## TEXT EXCERPT

================================

QC Metrics

The qc-metrics command generates a comprehensive quality control report from annotation outputs and, optionally, from aligned BAM files and gene count matrices. The output is an interactive HTML dashboard with all metrics and plots, plus individual TSV files compatible with MultiQC.

Available Metrics

The metrics fall into three tiers, depending on what input files you provide:

Tier 1: Annotation-Based Metrics (Always Available)

These require only the annotation parquet files:

  • Read counts:total, valid, invalid, and validity rate
  • Demux summary:demultiplexed vs ambiguous read counts (if barcode-corrected)
  • Read-length distributions:for all, valid, invalid, demuxed, and ambiguous reads
  • Segment length distributions:per-segment box plots
  • PolyA/T tail-length distribution
  • Read orientation balance:forward vs reverse complement
  • Cell-barcode knee plot:log-log rank-count curve for cell barcodes
  • Per-cell read counts
  • Barcode edit distance distributions:per barcode type

Tier 2: BAM-Based Metrics (Requires --bam)

Providing an aligned BAM file (with CB and UB tags) enables:

  • Sequencing saturation curve:UMI saturation as a function of sequencing depth
  • Unique UMIs per cell
  • Mapping rate per cell
  • Duplicate rate per cell
  • Gene body coverage (also requires --gtf)

Tier 3: Gene Quantification Metrics (Requires --counts-matrix and --gtf)

Providing a featureCounts counts matrix and GTF annotation enables:

  • Genes detected per cell
  • UMIs per cell
  • Mitochondrial read fraction per cell
  • Ribosomal read fraction per cell
  • Library complexity (genes vs UMIs colored by mitochondrial %)
  • Top expressed genes
  • Gene biotype breakdown
  • featureCounts assignment summary

Usage

Basic (Annotation Only)

================================

## PROBLEM STATEMENT
Please continue the qc-metrics command documentation above, starting right after the "Basic (Annotation Only)" heading.

## ENTRIES PROVIDED

================================

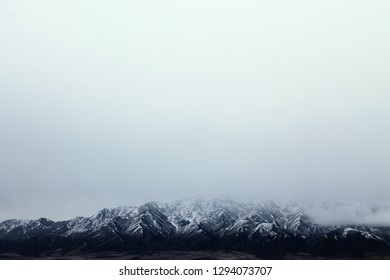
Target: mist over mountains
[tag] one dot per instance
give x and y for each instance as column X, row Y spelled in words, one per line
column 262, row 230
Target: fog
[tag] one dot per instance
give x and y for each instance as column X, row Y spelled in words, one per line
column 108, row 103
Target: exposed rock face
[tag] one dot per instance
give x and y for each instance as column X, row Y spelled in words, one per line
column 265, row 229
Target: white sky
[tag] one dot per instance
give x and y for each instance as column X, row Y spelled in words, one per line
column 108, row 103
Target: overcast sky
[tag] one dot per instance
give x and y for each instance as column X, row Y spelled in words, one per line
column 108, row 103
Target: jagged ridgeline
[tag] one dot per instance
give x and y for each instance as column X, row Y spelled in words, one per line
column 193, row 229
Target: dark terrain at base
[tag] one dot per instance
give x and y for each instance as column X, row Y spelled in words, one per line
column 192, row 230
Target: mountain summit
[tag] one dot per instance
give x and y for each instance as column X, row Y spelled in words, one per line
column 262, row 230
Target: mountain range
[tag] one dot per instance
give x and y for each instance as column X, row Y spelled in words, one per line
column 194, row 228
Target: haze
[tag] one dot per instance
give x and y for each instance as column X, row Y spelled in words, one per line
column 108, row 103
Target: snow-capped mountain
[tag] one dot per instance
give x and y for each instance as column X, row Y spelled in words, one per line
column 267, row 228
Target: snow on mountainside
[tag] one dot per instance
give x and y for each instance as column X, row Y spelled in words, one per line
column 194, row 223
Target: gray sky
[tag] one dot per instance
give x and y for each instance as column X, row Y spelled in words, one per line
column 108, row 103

================================

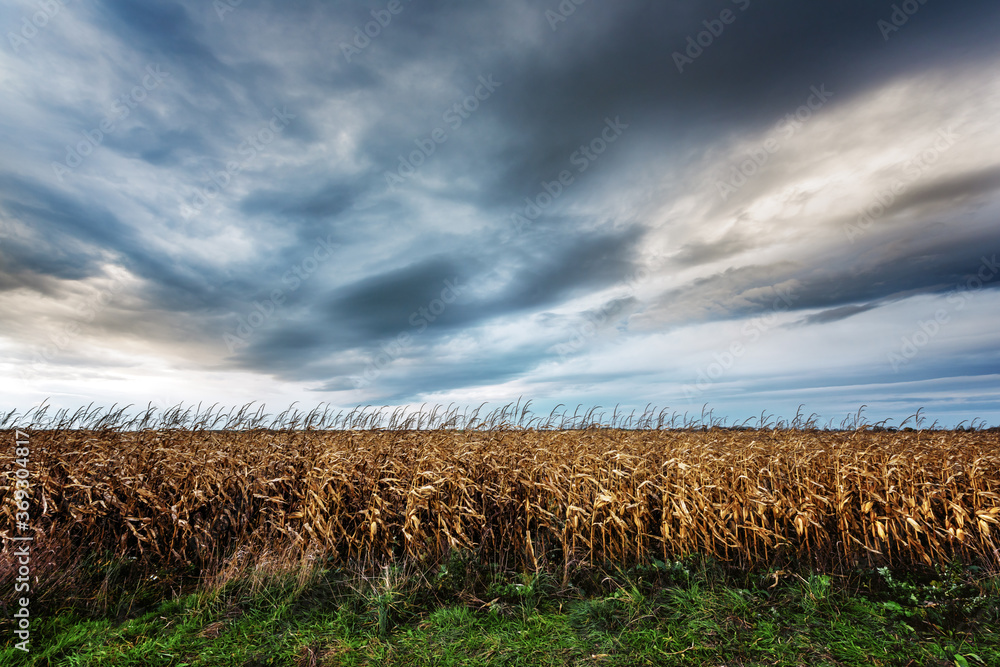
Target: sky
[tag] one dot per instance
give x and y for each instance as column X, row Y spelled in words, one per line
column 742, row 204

================================

## ANSWER BOX
tranquillyzer qc-metrics \
    --threads 4 \
    INPUT_DIR

With BAM and Gene Counts

tranquillyzer qc-metrics \
    --threads 4 \
    --bam aligned_files/dup_marked.bam \
    --counts-matrix counts_matrix.tsv \
    --gtf gencode.v44.annotation.gtf \
    INPUT_DIR

Command Line Options

Option Default Description When to change
INPUT_DIR required Directory containing annotation_metadata/
--output-dir INPUT_DIR/qc_metrics Where to write the report
--threads 4 Threads for parallel metric computation Increase for faster report generation
--sample-name directory name Label used in the report Set for clearer report titles
--valid-file auto-detect Path to valid annotations parquet Only if non-standard location
--invalid-file auto-detect Path to invalid annotations parquet Only if non-standard location
--bam None Coordinate-sorted BAM with CB/UB tags Provide for saturation and alignment metrics
--counts-matrix None featureCounts counts matrix TSV Provide for gene-level QC
--gtf None GTF annotation file Required with --counts-matrix; also used for gene body coverage
--read-len-bin-width 100 Bin width for read-length histograms Decrease for finer resolution

Output

All outputs are written to the QC metrics directory:

  • report.html: self-contained interactive HTML dashboard (Plotly-based; zoomable, pannable, with hover tooltips). This is the primary QC artifact.
  • plot_data/*.tsv: individual metric TSV files for MultiQC integration:
    • barcode_assignment_mqc.tsv
    • read_architecture_mqc.tsv
    • edit_distance_mqc.tsv
    • read_length_dist_mqc.tsv
    • knee_plot_mqc.tsv
    • saturation_curve_mqc.tsv (if BAM provided)
    • genes_per_cell_mqc.tsv (if counts matrix provided)
    • and others

Recommendations

  • The QC report can be generated at any point after annotation. You do not need to wait for alignment or deduplication. Run it early with just annotations, then re-run with --bam and --counts-matrix for the full picture.
  • Metrics are computed independently in parallel, so increasing --threads directly speeds up report generation.
  • The HTML report is fully self-contained and can be shared or viewed without a web server.